→ **MATERIALS PROVIDED**
====================

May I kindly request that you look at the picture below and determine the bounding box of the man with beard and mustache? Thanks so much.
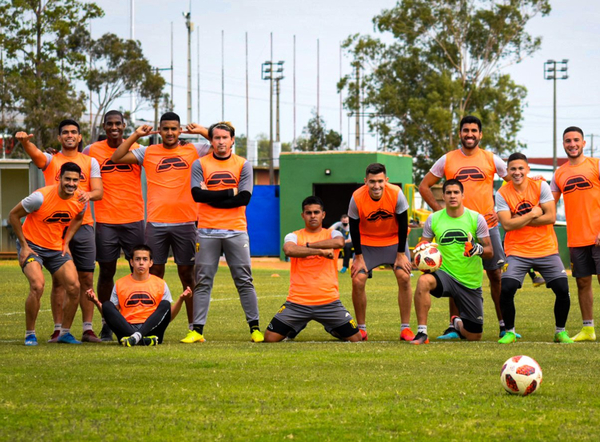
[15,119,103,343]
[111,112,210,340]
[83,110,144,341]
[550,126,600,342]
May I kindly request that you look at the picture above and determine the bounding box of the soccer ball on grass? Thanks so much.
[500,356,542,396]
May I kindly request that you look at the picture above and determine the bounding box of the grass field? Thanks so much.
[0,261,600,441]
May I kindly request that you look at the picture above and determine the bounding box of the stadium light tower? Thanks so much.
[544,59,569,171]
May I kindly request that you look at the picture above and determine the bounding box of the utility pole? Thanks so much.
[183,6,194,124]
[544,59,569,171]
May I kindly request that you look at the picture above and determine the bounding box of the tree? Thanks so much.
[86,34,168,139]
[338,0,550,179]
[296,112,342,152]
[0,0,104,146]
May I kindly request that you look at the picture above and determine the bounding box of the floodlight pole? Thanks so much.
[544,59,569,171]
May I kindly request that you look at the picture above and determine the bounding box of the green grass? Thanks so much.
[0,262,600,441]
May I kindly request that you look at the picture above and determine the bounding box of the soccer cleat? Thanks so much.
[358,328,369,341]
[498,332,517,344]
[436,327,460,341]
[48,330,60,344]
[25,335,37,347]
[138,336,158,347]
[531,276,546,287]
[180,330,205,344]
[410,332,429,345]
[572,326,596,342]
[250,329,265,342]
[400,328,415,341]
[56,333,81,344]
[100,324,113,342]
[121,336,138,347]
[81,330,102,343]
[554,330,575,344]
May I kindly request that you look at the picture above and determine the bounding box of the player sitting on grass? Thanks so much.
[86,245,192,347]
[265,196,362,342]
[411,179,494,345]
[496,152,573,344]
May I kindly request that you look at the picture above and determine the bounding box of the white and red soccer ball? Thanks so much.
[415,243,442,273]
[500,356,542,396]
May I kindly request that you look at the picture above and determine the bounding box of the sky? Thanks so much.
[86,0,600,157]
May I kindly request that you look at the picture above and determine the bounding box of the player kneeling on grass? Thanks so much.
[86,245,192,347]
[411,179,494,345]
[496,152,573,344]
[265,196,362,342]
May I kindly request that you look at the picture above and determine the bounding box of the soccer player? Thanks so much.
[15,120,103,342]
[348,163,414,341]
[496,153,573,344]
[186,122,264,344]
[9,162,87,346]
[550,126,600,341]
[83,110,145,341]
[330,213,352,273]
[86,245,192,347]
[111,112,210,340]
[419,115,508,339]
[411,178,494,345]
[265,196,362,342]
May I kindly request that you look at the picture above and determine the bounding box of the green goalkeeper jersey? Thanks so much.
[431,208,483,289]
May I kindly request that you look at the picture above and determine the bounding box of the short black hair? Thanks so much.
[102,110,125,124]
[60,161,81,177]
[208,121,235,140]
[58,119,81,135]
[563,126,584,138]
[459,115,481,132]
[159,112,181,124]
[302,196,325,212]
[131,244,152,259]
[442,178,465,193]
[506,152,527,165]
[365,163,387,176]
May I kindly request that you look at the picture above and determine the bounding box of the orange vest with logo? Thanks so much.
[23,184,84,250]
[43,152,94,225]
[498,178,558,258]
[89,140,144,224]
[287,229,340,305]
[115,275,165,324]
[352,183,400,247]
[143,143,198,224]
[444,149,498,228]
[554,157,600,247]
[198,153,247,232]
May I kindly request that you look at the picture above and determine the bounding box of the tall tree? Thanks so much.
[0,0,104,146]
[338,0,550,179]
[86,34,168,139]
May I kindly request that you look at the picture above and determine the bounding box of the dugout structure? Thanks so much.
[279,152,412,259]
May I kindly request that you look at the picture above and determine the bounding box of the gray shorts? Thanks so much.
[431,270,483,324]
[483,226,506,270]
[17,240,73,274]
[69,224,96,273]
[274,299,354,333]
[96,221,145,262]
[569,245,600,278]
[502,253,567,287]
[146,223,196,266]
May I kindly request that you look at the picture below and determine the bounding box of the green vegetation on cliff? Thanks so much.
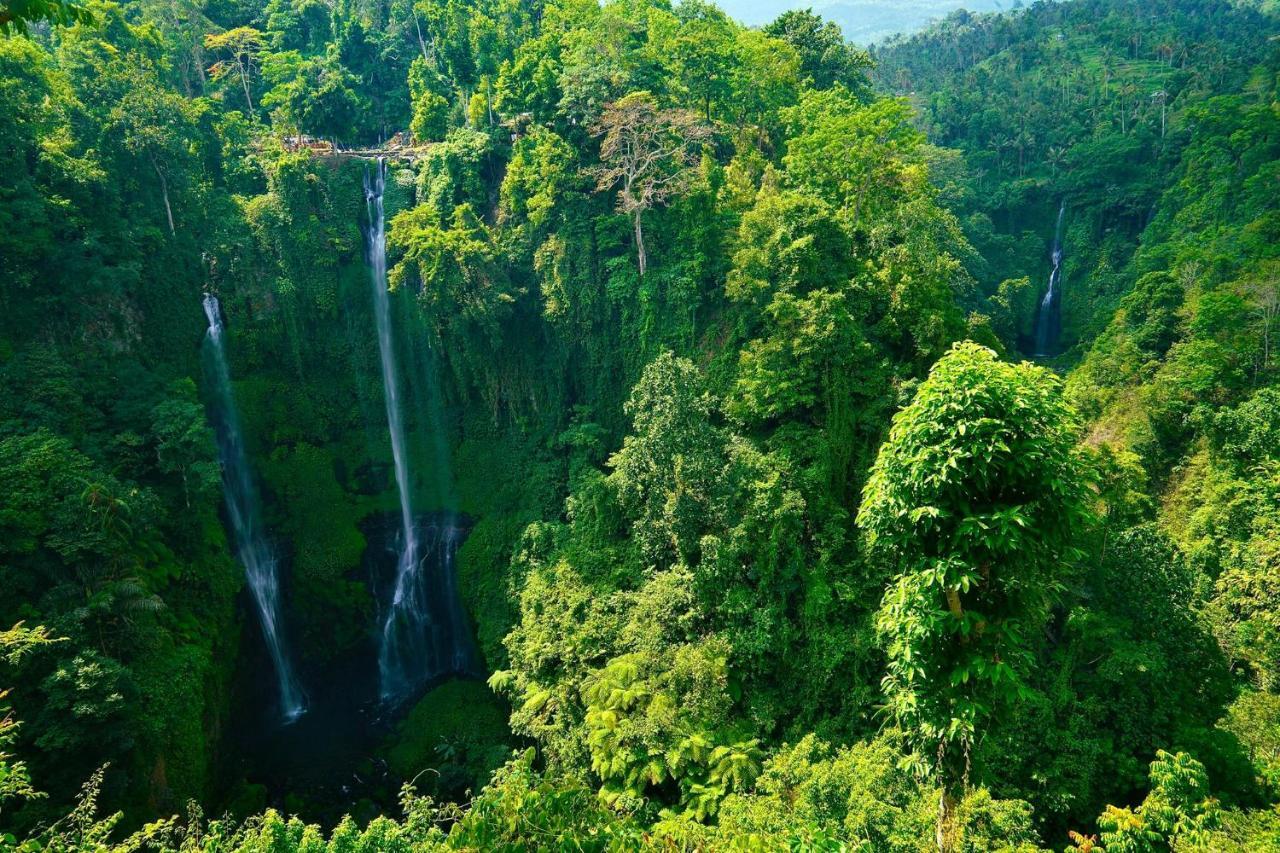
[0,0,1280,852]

====================

→ **SHORT TASK**
How many lines above contain the string "ball"? Reply with the number alone.

→ **WRITTEN ANSWER**
2